§ Texte présenté
▼

Le métropolite Hilarion, responsable du Département des relations ecclésiastiques extérieures du Patriarcat de Moscou, a réagi aux polémiques qui débordent largement la seule Eglise orthodoxe russe. Le «numéro 2» du Patriarcat s’est prononcé à son tour contre la présence d’une image de Staline dans une église orthodoxe, «parce que Staline était un persécuteur de l’Eglise».

Le dictateur a fait des millions de victimes

Staline «a sur la conscience le sang de millions de victimes, y compris les nouveaux martyrs et confesseurs de l’Eglise russe», a déclaré le «ministre des affaires étrangères» de l’Eglise orthodoxe russe, dans l’émission «Eglise et monde» sur la chaîne» de télévision russe Rossiya 24 (VGTRK).

De plus, a-t-il ajouté, une église n’est pas une salle d’exposition, pas un panorama de Borodino [la plus sanglante bataille de la campagne de Russie, opposant la Grande Armée commandée par Napoléon à l’armée impériale russe menée par le feld-maréchal Mikhaïl Koutouzov, le 7 septembre 1812 à 125 kilomètres de Moscou, ndlr], pas l’endroit où les défilés militaires devraient être représentés. «Le temple est un lieu de prière, et je pense que toute la décoration  du temple –  devrait être subordonnée à cet objectif», a-t-il déclaré.

▲

§ Données présentées
▼

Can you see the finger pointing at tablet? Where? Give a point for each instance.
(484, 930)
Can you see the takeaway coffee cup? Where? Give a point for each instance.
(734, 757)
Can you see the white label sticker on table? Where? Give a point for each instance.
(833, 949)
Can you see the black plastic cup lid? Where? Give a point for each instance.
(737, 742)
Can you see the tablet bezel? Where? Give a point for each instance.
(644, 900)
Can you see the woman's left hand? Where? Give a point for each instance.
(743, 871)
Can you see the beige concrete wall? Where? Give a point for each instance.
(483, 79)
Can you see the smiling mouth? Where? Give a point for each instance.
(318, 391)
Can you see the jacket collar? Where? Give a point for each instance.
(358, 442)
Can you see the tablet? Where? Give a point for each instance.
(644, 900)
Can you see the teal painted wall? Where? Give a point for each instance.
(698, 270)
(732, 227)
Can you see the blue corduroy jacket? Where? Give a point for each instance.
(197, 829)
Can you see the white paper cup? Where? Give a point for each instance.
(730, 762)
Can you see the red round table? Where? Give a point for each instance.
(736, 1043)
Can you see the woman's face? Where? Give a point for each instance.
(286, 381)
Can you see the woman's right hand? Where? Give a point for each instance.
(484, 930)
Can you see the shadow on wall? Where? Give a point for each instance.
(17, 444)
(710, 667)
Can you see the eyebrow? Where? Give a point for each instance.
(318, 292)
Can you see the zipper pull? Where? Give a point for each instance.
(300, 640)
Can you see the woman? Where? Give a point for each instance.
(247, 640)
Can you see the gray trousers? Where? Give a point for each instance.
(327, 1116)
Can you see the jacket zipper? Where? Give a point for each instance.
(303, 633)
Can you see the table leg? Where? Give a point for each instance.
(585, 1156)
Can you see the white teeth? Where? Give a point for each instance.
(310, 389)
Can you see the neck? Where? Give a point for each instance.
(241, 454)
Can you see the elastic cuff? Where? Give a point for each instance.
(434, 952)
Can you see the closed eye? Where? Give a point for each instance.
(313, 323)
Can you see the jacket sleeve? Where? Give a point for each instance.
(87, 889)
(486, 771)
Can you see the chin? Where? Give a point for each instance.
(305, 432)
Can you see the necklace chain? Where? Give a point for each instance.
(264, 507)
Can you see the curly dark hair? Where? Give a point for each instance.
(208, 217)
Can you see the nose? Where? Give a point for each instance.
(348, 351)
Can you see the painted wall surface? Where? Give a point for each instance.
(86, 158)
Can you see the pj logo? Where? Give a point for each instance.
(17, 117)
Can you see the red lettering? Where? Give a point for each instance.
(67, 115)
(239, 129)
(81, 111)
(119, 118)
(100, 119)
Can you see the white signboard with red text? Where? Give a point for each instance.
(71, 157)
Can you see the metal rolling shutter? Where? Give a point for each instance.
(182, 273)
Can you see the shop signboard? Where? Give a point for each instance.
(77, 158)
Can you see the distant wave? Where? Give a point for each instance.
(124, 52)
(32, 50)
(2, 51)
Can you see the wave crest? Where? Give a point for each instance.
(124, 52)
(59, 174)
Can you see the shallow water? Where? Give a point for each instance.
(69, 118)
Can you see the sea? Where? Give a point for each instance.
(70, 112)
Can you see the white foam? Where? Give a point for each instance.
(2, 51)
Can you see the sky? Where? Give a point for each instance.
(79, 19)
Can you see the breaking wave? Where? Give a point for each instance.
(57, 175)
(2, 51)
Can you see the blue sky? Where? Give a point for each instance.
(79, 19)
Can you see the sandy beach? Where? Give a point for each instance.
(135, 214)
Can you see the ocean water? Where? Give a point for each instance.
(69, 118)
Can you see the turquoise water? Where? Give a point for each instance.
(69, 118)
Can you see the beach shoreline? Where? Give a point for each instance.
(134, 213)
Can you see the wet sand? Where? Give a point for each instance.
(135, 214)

▲
▼

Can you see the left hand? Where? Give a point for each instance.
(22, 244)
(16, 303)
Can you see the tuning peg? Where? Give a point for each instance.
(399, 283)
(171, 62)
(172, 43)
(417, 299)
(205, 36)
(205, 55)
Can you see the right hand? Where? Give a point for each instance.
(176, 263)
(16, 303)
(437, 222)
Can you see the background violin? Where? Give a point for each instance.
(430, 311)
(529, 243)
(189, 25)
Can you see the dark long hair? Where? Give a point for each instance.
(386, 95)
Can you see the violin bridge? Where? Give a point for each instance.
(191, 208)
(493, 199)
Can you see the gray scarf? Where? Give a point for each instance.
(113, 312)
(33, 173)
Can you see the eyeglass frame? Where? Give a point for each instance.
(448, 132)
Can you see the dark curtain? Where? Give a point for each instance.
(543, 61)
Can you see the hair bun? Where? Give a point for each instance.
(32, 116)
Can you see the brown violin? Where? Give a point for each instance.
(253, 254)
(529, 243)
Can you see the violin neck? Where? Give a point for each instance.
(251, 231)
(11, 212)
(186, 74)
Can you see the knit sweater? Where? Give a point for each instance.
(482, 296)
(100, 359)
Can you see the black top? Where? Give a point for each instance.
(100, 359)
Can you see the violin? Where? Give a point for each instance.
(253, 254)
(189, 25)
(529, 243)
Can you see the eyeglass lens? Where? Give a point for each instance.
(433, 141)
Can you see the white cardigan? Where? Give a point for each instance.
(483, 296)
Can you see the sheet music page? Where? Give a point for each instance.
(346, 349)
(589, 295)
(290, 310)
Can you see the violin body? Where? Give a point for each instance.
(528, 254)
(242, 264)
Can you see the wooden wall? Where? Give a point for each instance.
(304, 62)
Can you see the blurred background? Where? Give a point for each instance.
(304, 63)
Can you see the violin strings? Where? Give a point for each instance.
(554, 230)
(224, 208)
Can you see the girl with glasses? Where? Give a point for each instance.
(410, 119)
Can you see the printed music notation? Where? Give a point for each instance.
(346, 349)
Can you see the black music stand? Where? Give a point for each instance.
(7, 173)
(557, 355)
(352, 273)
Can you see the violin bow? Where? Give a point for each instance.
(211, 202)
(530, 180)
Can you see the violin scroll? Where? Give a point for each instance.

▲

§ Consignes
(A) Pouvez-vous résumer en deux phrases le texte sur la réaction du métropolite Hilarion ?
(B) Quelles lignes des entrées contiennent la chaîne "dark", en tenant compte de la casse ? Identifiez-les toutes et recopiez chacune d'elles.
Le texte et les entrées proviennent de sources distinctes.

§ Résultats attendus
(A) Le métropolite Hilarion, « numéro 2 » du Patriarcat de Moscou, s'est prononcé contre la présence d'une image de Staline dans une église orthodoxe, parce que Staline était un persécuteur de l'Église et a sur la conscience le sang de millions de victimes. Il a ajouté qu'une église n'est pas une salle d'exposition mais un lieu de prière, et que toute sa décoration devrait être subordonnée à cet objectif.

(B)
Can you see the curly dark hair? Where? Give a point for each instance.
Can you see the dark long hair? Where? Give a point for each instance.
Can you see the dark curtain? Where? Give a point for each instance.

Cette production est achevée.